TASK. Pull from the data below each line where the word "white" occurs, and copy it.

RECORDS.
- Opening Delimiter -

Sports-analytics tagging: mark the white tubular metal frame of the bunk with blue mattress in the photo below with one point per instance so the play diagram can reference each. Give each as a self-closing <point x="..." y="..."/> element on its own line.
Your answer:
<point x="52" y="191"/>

- Closing Delimiter -
- Opening Delimiter -

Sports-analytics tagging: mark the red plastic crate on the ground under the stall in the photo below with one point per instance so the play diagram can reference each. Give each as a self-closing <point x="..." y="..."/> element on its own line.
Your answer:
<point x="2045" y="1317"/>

- Closing Delimiter -
- Opening Delimiter -

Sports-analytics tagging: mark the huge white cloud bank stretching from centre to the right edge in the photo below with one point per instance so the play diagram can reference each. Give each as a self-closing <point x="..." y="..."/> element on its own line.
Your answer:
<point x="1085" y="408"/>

- Closing Delimiter -

RESPONSE.
Sports-analytics tagging: mark the white tubular metal frame of the bunk with blue mattress in the photo below with one point per instance so the play diagram can reference each. Give each as a self-closing <point x="..." y="..."/> element on its own line.
Sports-analytics tagging: mark the huge white cloud bank stretching from centre to the right edge in the photo below with one point per instance so the play diagram can reference each. Give each as a self-closing <point x="..." y="..."/> element on its own line.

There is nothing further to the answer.